[Data items]
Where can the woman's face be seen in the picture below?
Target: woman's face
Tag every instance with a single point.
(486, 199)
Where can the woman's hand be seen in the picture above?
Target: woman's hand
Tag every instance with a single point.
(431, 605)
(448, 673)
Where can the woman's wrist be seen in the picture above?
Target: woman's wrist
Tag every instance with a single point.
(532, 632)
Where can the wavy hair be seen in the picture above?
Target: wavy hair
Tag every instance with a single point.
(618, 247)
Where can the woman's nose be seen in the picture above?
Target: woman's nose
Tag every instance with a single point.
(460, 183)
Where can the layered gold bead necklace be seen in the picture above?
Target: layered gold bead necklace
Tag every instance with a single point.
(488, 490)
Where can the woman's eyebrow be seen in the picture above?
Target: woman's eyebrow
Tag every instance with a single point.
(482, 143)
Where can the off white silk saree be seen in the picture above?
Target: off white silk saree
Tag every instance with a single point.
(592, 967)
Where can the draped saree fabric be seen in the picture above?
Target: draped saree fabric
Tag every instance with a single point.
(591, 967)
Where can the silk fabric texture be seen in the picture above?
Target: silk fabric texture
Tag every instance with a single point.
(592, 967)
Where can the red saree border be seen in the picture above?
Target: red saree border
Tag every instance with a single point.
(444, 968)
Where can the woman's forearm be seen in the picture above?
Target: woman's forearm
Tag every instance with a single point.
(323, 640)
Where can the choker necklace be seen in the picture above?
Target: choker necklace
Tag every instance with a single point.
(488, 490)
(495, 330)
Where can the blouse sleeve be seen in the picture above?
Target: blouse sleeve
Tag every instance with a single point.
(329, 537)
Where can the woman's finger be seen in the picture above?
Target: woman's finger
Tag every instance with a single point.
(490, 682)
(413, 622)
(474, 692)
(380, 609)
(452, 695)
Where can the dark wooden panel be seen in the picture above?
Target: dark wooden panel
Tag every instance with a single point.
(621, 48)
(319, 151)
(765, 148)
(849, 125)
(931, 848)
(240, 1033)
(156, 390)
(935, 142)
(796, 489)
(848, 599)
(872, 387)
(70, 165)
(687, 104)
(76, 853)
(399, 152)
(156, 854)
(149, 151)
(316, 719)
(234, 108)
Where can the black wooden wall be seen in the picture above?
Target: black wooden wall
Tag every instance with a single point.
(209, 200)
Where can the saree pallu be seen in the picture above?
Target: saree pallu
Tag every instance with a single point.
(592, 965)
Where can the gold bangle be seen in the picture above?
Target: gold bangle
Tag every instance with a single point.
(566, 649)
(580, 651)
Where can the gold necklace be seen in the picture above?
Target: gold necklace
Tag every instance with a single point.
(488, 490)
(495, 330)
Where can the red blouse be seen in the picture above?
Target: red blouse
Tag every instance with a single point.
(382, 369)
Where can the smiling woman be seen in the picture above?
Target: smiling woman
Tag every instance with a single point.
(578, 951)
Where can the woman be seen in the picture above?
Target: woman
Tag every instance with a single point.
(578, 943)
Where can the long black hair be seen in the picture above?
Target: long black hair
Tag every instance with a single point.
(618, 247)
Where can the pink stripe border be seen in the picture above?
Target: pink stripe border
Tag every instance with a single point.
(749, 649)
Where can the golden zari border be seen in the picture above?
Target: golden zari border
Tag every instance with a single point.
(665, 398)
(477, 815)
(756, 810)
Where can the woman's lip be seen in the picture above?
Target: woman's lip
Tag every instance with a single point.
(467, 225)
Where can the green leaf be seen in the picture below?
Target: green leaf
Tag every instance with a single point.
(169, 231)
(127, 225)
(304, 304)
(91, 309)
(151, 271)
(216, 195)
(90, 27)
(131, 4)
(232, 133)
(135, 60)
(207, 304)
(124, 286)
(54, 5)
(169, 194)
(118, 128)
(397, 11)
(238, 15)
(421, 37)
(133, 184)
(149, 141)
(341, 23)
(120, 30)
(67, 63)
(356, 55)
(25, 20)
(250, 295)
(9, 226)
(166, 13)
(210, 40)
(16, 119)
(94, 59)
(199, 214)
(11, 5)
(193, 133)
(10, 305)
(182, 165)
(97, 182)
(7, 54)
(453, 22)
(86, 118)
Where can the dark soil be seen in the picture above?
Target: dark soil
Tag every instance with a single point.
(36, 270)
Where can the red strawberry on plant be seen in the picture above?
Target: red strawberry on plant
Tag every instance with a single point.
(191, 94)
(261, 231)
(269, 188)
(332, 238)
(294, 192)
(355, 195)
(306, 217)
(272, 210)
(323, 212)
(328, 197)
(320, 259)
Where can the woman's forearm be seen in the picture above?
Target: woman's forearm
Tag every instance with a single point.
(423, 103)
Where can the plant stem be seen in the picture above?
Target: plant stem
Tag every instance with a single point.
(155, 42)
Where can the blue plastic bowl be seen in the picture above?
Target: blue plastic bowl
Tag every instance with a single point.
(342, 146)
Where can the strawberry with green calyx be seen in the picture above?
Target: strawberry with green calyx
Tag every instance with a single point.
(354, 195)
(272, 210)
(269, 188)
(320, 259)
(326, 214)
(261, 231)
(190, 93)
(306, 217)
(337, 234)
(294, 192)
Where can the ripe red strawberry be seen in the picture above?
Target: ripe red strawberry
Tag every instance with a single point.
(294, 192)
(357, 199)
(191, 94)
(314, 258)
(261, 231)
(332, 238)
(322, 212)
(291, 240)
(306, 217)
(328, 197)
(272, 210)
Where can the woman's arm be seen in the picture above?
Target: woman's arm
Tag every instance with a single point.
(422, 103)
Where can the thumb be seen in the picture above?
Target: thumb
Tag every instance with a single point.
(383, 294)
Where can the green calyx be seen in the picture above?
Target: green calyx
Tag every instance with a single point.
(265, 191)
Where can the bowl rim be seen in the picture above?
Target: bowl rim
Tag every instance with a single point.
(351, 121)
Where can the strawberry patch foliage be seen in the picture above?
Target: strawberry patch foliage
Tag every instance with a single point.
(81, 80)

> _REQUIRED WORK_: Identify the lines of the entries containing the string "below". Copy each such line.

> _THE ANSWER_:
Where can the woman's face be seen in the picture below?
Where can the green leaf be seen in the picture below?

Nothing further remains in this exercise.